How You Can Start and Operate a Soup Kitchen

Mission Possible: How You Can Start and Operate a Soup Kitchen

Poverty Presentation for Rutgers University

By Peter Wise

  • Poverty in America – 1 in 5 kids live in poverty in America, 2010 US census says 1 out of 2 people in US live in poverty or are classified as low income – that’s 146M (48%) people, up 4M since 2009 (97M low income – 100-200% of Federal Poverty level, 49M in poverty)! Anyone know the federal poverty level is for a family of four? $22,350/yr.
  • After WWII we had the GI Bill, the middle class blossomed and many had good, living wage jobs in the manufacturing sector. Then, starting in the 1960’s or thereabouts, manufacturing jobs started migrating south to non-union (so-called right to work states ) lower wage areas, then moved offshore as we see today with China, India, and South America, Bangladesh, etc. We call it globalization. So loss of living wage jobs for those with only high school or perhaps no high school diploma, the men can’t support their families, very shame-based situation; family tensions, perhaps domestic abuse and alcohol abuse and loss of intact families. Welcome to the post-industrial era in America.
  • In Trenton, white flight and depopulation – peaked at 135,000 in 1950’s, and now continuing a downward slope at 80,000, despite the influx of many Central/South American immigrants into South Ward.
  • So, we have concentrated poverty and what are the career options for kids – welfare, drugs, gangs, flipping burgers – how many times does a 10 year old have to get beaten up because he doesn’t belong to a gang before he joins a gang? It’s a very rational decision at that point. Had I been faced with that dilemma I would have joined the gang for survival. But that’s the slippery slope that eventually points to prison.
  • Lack of good role models, absentee fathers, school drop-out rates greater than 50%, unsafe neighborhoods, often chaotic households, mothers not being responsible, children raising children.

....

__Stated problem 1__: Please transcribe the records below exactly, everything from the line containing "Indicate the berry" down to the end of the records.

....

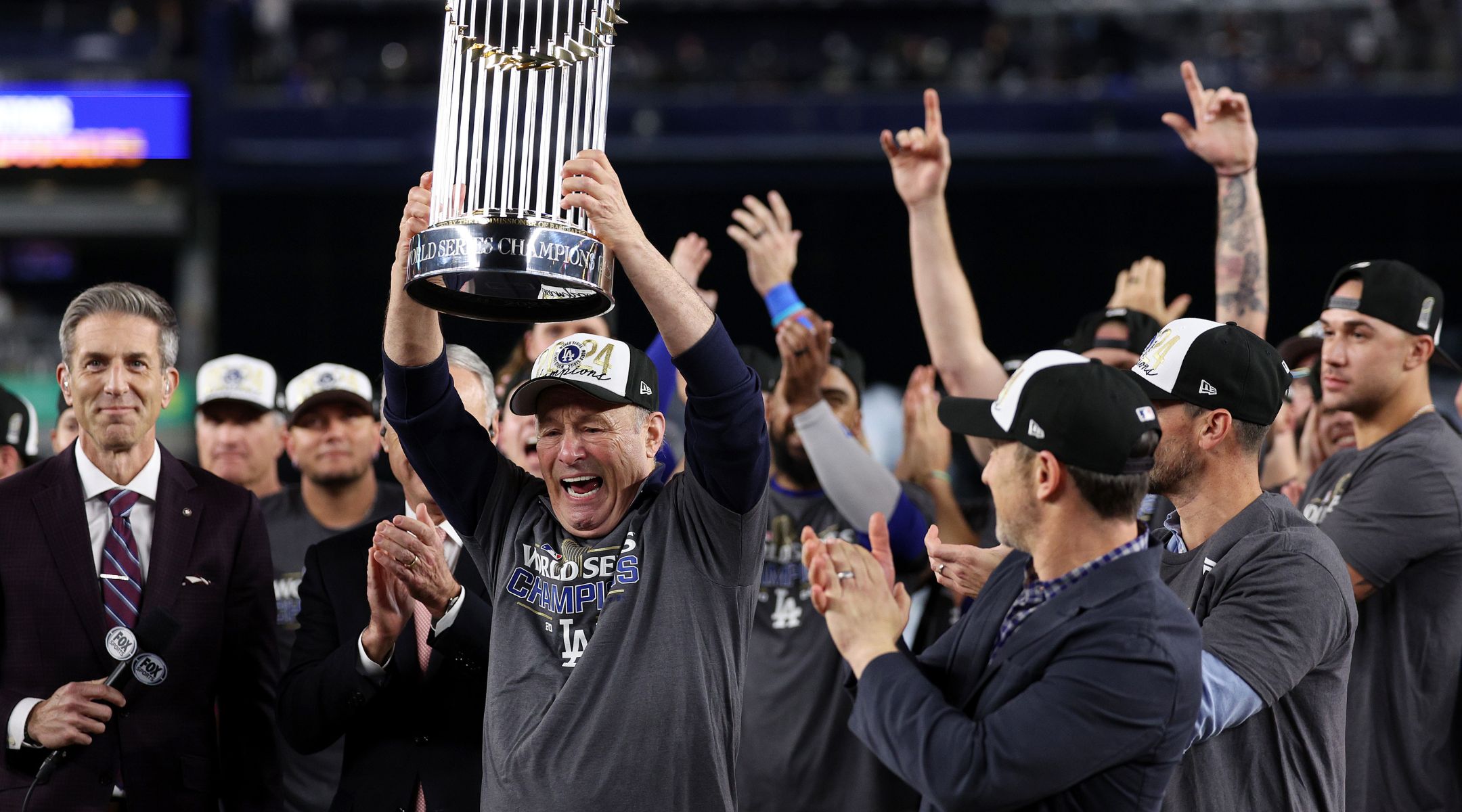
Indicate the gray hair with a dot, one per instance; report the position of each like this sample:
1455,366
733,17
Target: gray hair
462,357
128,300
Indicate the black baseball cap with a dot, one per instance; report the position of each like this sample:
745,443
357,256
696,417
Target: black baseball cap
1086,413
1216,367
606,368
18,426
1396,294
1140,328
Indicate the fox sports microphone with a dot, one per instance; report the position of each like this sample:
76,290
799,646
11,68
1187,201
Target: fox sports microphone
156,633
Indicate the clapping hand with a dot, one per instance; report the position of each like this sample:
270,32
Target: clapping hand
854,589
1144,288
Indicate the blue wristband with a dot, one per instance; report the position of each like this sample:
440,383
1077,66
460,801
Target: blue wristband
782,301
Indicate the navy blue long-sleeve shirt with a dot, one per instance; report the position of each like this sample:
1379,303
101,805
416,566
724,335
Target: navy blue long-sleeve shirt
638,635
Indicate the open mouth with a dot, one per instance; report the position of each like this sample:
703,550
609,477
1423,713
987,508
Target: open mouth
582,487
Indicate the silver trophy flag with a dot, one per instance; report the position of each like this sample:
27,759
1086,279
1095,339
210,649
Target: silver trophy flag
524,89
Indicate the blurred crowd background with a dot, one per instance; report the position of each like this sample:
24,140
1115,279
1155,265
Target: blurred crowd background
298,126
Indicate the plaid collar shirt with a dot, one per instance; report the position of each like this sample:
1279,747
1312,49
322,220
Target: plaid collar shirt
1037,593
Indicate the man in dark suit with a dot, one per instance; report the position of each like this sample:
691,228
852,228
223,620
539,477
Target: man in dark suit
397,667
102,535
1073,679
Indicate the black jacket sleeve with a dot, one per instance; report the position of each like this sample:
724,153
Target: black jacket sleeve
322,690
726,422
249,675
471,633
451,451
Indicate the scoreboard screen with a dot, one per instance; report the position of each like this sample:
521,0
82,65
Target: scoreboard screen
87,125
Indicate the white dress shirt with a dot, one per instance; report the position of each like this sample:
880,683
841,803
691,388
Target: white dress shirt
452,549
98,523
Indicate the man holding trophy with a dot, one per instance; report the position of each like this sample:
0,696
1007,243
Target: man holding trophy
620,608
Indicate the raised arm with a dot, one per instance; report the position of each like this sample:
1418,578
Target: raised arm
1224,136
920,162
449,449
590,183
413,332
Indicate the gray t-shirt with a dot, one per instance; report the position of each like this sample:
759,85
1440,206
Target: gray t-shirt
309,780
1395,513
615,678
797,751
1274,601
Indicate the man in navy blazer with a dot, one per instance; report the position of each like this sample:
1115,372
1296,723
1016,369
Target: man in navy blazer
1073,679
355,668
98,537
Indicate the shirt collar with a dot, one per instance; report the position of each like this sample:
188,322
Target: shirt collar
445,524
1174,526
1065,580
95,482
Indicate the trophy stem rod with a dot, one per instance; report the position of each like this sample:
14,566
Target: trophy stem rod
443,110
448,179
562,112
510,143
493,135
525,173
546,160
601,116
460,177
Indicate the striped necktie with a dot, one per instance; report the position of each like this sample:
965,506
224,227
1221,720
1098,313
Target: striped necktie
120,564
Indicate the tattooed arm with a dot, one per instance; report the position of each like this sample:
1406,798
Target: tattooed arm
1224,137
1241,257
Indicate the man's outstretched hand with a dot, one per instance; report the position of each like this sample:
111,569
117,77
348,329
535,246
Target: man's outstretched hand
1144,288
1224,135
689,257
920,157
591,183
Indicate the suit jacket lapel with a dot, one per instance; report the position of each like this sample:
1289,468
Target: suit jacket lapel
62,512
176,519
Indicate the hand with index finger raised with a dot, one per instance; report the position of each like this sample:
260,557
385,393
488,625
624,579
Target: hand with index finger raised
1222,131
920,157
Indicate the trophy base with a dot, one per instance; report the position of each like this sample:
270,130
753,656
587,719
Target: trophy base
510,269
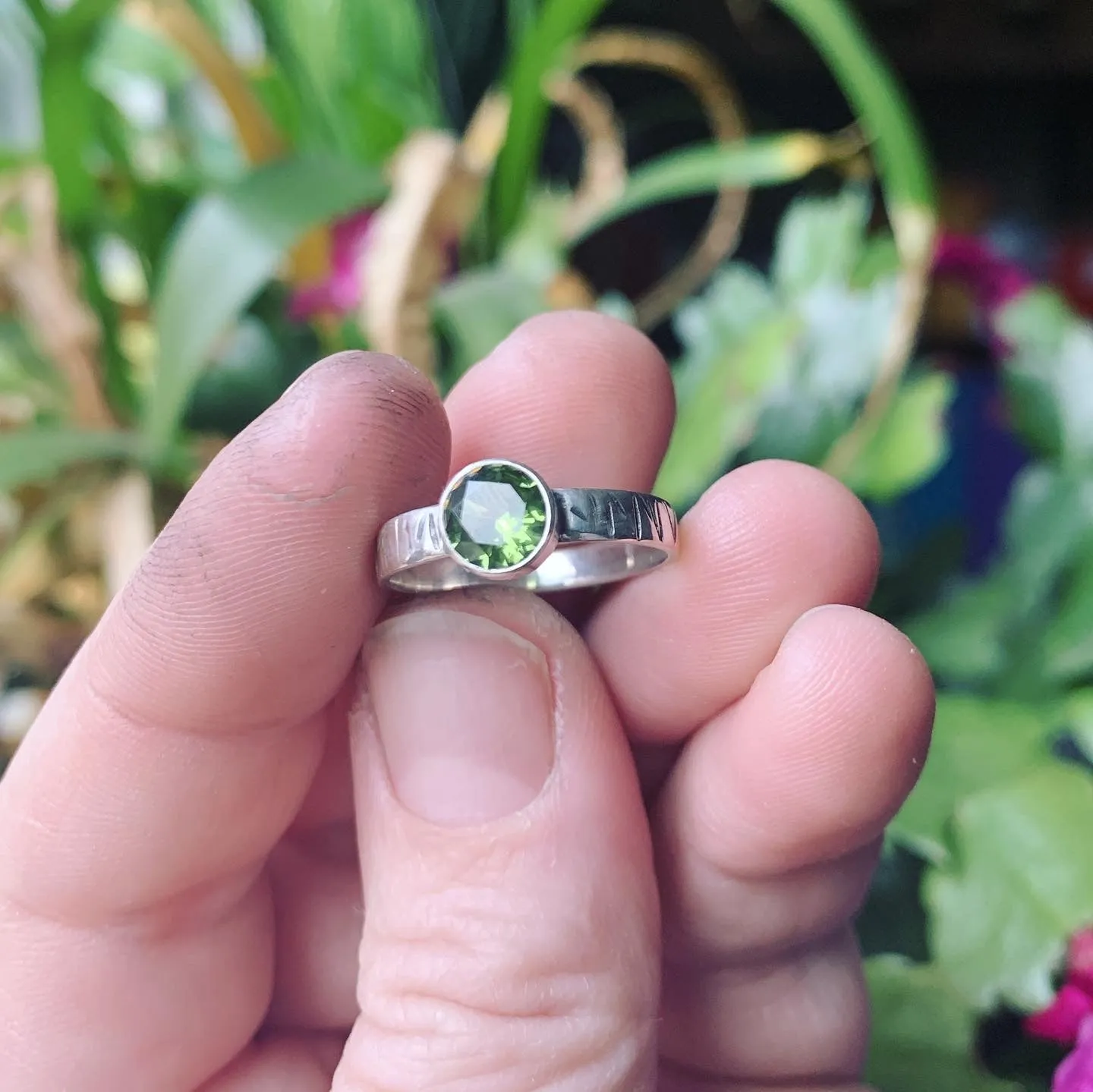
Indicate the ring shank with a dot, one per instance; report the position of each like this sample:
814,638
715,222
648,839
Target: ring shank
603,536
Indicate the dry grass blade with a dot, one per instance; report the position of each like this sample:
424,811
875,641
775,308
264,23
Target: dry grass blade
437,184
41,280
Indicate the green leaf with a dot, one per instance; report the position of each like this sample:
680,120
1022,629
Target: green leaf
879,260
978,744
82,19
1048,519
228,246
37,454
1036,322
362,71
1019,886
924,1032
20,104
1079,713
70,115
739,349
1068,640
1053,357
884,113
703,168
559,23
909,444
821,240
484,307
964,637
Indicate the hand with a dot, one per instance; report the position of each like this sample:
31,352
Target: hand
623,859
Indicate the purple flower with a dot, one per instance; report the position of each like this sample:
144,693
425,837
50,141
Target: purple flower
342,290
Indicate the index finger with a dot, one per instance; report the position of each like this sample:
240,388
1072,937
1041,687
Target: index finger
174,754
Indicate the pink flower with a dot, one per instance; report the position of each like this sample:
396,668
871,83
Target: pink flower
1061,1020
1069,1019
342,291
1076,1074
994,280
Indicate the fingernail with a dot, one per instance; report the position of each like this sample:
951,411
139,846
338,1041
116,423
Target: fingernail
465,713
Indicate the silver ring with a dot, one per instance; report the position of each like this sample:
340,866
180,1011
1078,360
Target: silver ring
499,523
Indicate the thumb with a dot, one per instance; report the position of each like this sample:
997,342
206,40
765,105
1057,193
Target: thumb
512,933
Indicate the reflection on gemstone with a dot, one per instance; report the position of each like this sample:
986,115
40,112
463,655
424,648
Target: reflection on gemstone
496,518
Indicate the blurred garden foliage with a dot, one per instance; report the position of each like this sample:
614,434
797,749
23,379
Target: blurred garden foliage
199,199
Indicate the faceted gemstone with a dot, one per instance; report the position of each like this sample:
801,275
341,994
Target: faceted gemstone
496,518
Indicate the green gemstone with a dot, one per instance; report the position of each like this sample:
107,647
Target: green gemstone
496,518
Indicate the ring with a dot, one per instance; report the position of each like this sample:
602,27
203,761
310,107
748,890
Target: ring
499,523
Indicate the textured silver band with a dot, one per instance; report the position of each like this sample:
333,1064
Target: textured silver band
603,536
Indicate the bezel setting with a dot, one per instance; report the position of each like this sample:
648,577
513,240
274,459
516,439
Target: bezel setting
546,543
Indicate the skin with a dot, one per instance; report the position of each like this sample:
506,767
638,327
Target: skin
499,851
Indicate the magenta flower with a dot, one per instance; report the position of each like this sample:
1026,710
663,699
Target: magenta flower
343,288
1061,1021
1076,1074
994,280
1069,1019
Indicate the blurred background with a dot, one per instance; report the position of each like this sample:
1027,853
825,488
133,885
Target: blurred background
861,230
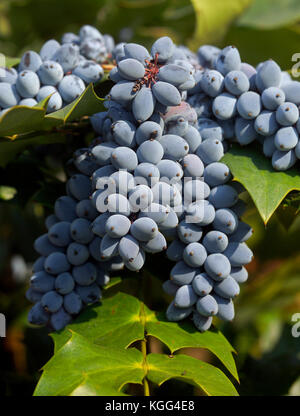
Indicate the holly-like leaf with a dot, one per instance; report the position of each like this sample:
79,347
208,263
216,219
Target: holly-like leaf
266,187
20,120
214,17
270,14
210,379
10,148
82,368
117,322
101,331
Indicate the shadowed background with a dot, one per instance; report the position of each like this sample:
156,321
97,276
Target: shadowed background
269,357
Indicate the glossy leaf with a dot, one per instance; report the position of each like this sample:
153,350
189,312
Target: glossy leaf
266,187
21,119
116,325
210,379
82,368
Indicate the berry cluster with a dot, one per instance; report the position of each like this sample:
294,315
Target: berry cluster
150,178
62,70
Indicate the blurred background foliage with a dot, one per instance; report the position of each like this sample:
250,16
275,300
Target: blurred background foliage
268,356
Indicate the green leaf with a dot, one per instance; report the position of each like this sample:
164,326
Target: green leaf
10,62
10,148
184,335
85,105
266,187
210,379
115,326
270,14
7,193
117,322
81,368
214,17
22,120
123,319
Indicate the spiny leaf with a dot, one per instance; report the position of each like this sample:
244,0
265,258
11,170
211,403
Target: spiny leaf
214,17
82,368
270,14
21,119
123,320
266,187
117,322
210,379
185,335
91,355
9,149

....

__Stated problem 2__: According to the poverty presentation, what is the federal poverty level for a family of four?

__Exercise output 1__:
Indicate the berry cluster with a dot, one per instance; report the position of each like this sample:
294,315
Target: berry cluster
150,178
62,70
Indicate the blurred background foliage with a dot, one per instance; report the position of each like this sample:
250,16
275,300
Target: blurred background foliage
268,356
Indicate the green leaf with a dot, one per instance; report the position of each like this sample:
164,326
Target: green leaf
10,62
10,148
184,335
85,105
266,187
210,379
115,326
270,14
7,193
117,322
81,368
214,17
22,120
123,319
Indicate the spiny leaf with a dot, one per instance; report the position of each like this sample:
244,0
265,258
11,170
211,403
Target: spiny leaf
214,17
82,368
270,14
21,119
123,320
266,187
117,322
210,379
185,335
91,355
9,149

__Exercise output 2__: $22,350 per year.